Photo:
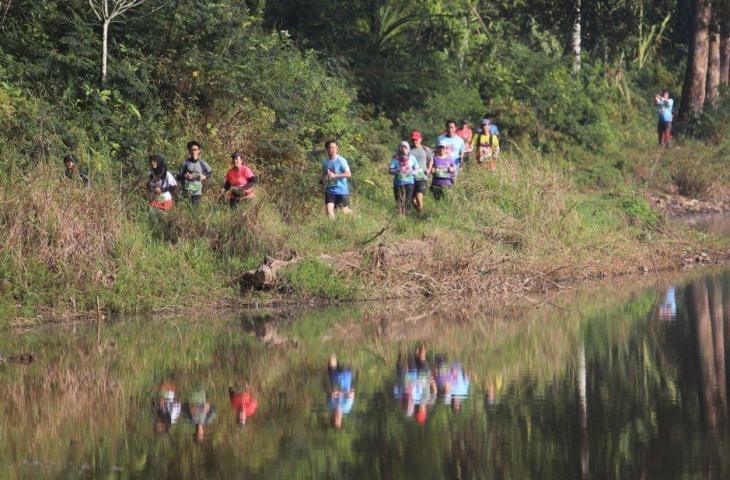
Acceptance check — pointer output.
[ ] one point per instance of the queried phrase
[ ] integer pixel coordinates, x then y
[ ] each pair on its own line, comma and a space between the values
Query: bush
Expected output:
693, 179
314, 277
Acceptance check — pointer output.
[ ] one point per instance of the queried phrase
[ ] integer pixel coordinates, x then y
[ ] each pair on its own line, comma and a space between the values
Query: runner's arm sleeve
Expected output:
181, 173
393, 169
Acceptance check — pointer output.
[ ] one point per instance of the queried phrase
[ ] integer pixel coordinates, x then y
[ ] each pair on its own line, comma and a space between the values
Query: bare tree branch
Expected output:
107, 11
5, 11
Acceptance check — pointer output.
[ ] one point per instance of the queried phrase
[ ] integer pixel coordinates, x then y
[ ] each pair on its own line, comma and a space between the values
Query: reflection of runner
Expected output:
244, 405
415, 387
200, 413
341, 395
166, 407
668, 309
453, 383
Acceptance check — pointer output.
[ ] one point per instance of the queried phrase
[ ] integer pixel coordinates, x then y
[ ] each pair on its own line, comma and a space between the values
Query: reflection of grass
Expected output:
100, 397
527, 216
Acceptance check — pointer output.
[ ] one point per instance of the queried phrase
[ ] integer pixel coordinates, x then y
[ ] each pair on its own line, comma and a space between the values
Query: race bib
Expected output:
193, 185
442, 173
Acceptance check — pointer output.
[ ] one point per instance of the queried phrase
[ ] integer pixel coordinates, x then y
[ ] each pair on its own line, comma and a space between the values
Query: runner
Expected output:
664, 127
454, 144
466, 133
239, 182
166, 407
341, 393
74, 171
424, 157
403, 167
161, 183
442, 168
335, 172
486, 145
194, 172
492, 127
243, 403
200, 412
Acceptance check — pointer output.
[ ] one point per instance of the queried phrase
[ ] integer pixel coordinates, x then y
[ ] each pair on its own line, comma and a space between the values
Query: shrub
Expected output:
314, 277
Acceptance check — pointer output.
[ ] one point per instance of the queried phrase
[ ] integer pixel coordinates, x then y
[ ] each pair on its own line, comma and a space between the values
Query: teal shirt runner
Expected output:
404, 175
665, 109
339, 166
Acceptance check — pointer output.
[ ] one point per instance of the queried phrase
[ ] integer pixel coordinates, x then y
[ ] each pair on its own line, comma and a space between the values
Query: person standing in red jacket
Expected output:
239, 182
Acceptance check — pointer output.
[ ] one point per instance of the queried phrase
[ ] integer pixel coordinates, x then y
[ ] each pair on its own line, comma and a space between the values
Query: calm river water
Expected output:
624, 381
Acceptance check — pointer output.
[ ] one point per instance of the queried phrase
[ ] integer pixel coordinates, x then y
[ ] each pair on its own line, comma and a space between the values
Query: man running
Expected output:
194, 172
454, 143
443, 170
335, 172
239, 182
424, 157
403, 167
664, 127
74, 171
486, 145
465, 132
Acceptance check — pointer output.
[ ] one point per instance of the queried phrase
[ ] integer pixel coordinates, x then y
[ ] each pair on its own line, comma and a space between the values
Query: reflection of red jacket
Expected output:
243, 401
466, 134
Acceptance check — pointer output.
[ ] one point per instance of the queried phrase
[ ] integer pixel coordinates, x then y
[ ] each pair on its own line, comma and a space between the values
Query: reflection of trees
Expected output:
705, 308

■ ■ ■

- **What is required**
Pull out every line of the records that contains the word "jacket".

- **Full solution**
Query: person standing in red jacket
Query: reflection of red jacket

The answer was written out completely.